# SOURCE EXCERPT start

Thank the Lord for Oil Changes: My Foray into Fly Fishing

I’m obsessed with a fish I’ve never caught. Hell, a fish I’ve never fished for. Okay, that’s not entirely true. I did fish for them once in a younger and more misguided era and gave them a quick poke with an ultralight spinning rod and some Salmon eggs. I know, I know, spare the crucifixion. It was a blissful moment of ignorance, but to reiterate my opening statement, I didn’t catch a damn thing. The sad truth is that I am not that far removed from successfully stocked and reproducing streams in the small, cool, rocky streamed mecca that is Oklahoma.

To my east, about 2 hours, is the tail water of Broken Bow Lake known as Lower Mountain Fork, a 12 mile stretch that has become a well maintained habitat with regularly scheduled stocking that has begun to yield a reproducing population year round, a veritable success story if you will. To the north and west I have the Upper Blue River, whose cool waters are fed from underground spring that originates somewhere up north and has a stretch from November to March with regular stockings, but does not hold a steady population throughout the year like the Lower Mountain Fork. This occurs for reasons of which I am uncertain, but more than likely has something to do with water temperature and the amount of oxygen.

# SOURCE EXCERPT end
# DATASET ENTRIES start

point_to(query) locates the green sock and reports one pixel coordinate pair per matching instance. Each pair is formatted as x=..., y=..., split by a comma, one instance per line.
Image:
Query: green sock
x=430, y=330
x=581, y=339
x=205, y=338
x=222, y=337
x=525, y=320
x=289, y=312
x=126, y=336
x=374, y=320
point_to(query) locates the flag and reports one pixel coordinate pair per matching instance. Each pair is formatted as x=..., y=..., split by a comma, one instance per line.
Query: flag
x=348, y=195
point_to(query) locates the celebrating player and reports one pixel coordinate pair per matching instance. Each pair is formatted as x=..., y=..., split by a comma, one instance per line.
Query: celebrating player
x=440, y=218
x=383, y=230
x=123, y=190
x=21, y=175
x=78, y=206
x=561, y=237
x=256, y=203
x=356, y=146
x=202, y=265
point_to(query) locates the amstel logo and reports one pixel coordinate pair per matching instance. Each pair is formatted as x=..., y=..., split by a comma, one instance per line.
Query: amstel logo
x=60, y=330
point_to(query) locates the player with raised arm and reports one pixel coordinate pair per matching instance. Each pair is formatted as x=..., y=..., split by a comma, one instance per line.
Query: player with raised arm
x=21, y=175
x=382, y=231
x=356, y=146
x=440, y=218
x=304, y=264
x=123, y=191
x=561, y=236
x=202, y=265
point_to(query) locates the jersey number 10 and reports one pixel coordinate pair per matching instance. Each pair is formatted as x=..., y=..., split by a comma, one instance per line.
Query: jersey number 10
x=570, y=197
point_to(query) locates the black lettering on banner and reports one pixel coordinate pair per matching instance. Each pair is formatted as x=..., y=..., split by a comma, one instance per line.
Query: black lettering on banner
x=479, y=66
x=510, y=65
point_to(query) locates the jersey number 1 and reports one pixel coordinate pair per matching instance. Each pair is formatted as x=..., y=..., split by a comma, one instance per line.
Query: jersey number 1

# DATASET ENTRIES end

● **TASK LIST**:
a: Answer the following questions using the fly fishing text.
(i) What equipment and bait did the writer use on the one occasion of fishing for this fish?
(ii) How long is the stretch of water known as Lower Mountain Fork?
(iii) During which months does the Upper Blue River receive regular stockings?
b: Reproduce the fly fishing text, everything from "I’m obsessed with" down to "that is Oklahoma.".

● **FINAL RESULTS**:
a:
(i) An ultralight spinning rod and some Salmon eggs.
(ii) 12 miles.
(iii) From November to March.

b:
I’m obsessed with a fish I’ve never caught. Hell, a fish I’ve never fished for. Okay, that’s not entirely true. I did fish for them once in a younger and more misguided era and gave them a quick poke with an ultralight spinning rod and some Salmon eggs. I know, I know, spare the crucifixion. It was a blissful moment of ignorance, but to reiterate my opening statement, I didn’t catch a damn thing. The sad truth is that I am not that far removed from successfully stocked and reproducing streams in the small, cool, rocky streamed mecca that is Oklahoma.